WHAT THIS EXERCISE ASKS:
(1) In the text about the Fu-Schnickens album, what position did the album reach on the R&B Albums chart?
(2) Quote the text about the Fu-Schnickens album word for word, everything from "Singles from F.U." down to "recorded at Battery Studios in New York, New York.".

TEXT SHOWN:
Studio album by Fu-Schnickens
- Released: February 25, 1992
- Recorded: 1991
- Studio: Battery Studios (New York)
- Genre: Hip hop
- Length: 43:12
- Label: Jive
- Producer: A Tribe Called Quest; Fu-Schnickens; Lyvio G.; Dres;

Fu-Schnickens chronology
|  | F.U. Don't Take It Personal (1992) | Nervous Breakdown (1994) |

Singles from F.U. Don't Take It Personal
- "Ring the Alarm" Released: November 4, 1991; "La Schmoove" Released: April 24, 1992; "True Fuschnick" Released: August 14, 1992;

= F.U. Don't Take It Personal =

F.U. Don't Take It Personal is the debut studio album from American hip hop group Fu-Schnickens, released February 25, 1992, on Jive Records. The recording sessions took place at Battery Studios in New York, New York.

The album peaked at number sixty-four on the Billboard 200 chart. By late 1994, it was certified gold by the RIAA, for shipping 500,000 copies in the United States.

==Background==
The album was recorded at Battery Studios in New York, New York.

==Commercial performance==
F.U. Don't Take It Personal peaked at sixty-four on the U.S. Billboard 200 and reached the thirteenth spot on the R&B Albums chart. The album was certified gold in 1994.

==Critical reception==

In The Village Voice, Robert Christgau praised Fu-Schnickens' ideas and illustratory rhymes, calling the group "rappers whose visions of fun, agape, and aural conquest remain open-ended, playful, and, face it, silly". The Kitchener-Waterloo Record wrote that the production "tends to muddy things to the extent that the group's grating, high-speed raps are almost lost."

MATERIAL PROVIDED:
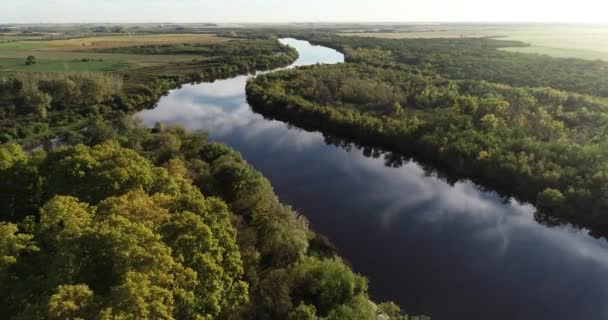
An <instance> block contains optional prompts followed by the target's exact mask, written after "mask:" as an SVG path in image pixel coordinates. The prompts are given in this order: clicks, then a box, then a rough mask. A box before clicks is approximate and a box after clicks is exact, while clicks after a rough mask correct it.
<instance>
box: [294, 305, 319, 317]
mask: <svg viewBox="0 0 608 320" xmlns="http://www.w3.org/2000/svg"><path fill="white" fill-rule="evenodd" d="M287 318H288V320H316V319H318V318H317V309H316V308H315V306H311V305H307V304H304V303H300V305H299V306H298V307H297V308H296V309H295V310H293V311H291V312H290V313H289V316H288V317H287Z"/></svg>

ANSWERS GIVEN:
(1) The thirteenth spot.

(2)
Singles from F.U. Don't Take It Personal
- "Ring the Alarm" Released: November 4, 1991; "La Schmoove" Released: April 24, 1992; "True Fuschnick" Released: August 14, 1992;

= F.U. Don't Take It Personal =

F.U. Don't Take It Personal is the debut studio album from American hip hop group Fu-Schnickens, released February 25, 1992, on Jive Records. The recording sessions took place at Battery Studios in New York, New York.

The album peaked at number sixty-four on the Billboard 200 chart. By late 1994, it was certified gold by the RIAA, for shipping 500,000 copies in the United States.

==Background==
The album was recorded at Battery Studios in New York, New York.